Give again, word for word, only the lines from the one containing "Shelf-audit tagging: put a marker on the outdoor" through the final line.

[START Recorded data]

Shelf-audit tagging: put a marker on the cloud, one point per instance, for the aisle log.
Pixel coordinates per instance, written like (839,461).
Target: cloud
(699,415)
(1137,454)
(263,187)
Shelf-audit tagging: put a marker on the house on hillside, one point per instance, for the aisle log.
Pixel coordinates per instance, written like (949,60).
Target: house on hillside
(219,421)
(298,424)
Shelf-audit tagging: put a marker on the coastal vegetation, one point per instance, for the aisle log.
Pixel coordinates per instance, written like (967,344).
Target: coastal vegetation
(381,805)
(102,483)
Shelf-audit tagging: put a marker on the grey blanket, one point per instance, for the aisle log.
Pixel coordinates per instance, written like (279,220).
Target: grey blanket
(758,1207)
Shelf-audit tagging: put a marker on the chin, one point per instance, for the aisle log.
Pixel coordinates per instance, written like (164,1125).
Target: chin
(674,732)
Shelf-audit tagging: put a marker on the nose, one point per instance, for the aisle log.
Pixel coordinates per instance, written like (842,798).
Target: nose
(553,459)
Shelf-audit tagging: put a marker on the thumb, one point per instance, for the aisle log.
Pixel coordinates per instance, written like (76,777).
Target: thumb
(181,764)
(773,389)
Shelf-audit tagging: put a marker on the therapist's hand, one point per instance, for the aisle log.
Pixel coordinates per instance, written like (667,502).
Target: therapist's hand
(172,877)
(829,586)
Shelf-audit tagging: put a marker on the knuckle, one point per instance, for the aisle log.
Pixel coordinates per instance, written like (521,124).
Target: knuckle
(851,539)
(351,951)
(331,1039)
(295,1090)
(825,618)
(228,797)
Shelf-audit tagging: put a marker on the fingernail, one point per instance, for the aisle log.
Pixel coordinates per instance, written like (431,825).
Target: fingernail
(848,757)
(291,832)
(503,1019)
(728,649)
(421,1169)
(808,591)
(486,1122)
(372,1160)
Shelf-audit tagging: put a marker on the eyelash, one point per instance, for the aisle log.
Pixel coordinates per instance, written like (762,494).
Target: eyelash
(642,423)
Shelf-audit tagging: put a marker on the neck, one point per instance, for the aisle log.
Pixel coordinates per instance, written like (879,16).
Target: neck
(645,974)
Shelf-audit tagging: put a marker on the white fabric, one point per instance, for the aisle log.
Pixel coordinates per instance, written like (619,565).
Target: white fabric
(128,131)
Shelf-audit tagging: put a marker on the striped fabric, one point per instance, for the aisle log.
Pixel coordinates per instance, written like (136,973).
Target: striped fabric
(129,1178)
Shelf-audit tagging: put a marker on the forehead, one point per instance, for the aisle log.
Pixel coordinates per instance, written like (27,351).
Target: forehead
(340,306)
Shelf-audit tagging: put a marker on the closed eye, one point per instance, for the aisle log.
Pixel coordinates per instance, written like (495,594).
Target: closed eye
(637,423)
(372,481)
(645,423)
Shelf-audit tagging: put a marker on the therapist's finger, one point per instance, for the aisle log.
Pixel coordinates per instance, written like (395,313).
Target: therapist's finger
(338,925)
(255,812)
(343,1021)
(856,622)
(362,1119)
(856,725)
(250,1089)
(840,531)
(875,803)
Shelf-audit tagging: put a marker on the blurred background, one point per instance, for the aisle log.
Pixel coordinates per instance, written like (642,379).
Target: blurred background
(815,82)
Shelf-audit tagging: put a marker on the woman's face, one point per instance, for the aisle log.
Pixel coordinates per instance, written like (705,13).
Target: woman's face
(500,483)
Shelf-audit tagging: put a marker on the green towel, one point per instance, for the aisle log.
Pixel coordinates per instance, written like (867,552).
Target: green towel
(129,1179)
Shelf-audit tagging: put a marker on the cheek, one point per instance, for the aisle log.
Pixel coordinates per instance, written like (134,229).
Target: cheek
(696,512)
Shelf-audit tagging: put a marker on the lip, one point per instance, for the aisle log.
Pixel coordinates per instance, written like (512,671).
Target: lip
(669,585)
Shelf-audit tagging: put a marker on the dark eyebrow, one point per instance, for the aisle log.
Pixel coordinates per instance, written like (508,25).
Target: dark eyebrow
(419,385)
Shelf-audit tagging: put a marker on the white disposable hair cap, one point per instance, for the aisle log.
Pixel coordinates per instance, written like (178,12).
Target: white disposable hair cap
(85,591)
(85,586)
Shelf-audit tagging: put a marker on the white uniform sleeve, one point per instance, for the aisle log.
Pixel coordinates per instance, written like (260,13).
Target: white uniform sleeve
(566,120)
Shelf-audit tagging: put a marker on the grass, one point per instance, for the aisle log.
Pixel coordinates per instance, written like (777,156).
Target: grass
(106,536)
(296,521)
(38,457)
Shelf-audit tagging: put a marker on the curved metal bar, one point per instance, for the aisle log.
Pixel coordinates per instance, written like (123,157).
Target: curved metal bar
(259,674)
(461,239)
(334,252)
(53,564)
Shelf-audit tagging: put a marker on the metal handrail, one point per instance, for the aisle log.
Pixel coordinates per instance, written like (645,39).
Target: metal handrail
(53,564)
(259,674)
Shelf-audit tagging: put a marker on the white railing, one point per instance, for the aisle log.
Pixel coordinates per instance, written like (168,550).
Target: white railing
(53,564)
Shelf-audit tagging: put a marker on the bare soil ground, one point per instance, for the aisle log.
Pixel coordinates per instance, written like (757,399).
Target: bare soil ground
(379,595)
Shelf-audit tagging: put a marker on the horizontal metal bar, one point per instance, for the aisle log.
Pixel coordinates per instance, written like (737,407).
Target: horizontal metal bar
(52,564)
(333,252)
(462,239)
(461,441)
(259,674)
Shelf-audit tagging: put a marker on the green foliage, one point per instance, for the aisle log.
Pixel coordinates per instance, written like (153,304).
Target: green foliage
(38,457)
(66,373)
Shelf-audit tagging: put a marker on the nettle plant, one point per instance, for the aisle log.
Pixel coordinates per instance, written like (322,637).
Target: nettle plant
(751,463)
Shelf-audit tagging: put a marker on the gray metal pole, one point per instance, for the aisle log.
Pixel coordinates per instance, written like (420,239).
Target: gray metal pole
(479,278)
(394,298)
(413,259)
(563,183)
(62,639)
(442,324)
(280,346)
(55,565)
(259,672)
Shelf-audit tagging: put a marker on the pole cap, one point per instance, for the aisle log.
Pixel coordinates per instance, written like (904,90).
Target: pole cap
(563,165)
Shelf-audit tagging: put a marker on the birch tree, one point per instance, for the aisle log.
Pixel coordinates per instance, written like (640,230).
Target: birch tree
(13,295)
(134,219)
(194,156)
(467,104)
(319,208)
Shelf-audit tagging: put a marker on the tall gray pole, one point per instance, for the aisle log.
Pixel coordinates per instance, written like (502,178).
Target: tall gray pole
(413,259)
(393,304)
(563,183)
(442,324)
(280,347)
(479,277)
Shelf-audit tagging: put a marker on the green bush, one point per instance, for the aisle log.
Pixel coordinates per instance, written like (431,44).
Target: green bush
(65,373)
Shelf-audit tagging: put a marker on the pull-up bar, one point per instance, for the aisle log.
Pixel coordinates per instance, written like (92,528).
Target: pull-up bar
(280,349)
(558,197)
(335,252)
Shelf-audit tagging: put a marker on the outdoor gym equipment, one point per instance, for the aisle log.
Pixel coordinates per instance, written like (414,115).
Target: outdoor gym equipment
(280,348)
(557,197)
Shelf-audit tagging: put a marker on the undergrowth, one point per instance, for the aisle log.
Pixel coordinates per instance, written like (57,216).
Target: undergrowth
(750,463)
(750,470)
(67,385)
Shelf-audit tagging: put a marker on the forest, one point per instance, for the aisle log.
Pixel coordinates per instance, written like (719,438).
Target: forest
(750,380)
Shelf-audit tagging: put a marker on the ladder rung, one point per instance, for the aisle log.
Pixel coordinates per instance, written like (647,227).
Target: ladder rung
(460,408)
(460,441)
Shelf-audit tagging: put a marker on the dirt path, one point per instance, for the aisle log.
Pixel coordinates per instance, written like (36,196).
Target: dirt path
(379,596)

[END Recorded data]

Solution to this exercise ->
Shelf-audit tagging: put a marker on the outdoor gym equipment, one point per instance, for the aisle log.
Pixel coordinates per instance, written like (414,115).
Target: outdoor gym equipment
(280,348)
(557,197)
Shelf-audit tagging: put a marker on the undergrowth, one point per instance, for the aisle log.
Pixel coordinates per instance, written like (57,216).
Target: undergrowth
(750,463)
(750,470)
(67,385)
Shelf-audit tagging: put a marker on the forest, one point per instance, for the aisle log.
Pixel coordinates per instance, written like (719,438).
Target: forest
(750,380)
Shelf-audit tagging: put a marker on the ladder rung, one point per instance, for the aisle log.
Pixel coordinates per instance, written like (647,227).
Target: ladder rung
(460,408)
(460,441)
Shelf-audit tagging: put a marker on the dirt path, one point per instance, for the aisle log.
Pixel coordinates per instance, written like (36,196).
Target: dirt path
(379,596)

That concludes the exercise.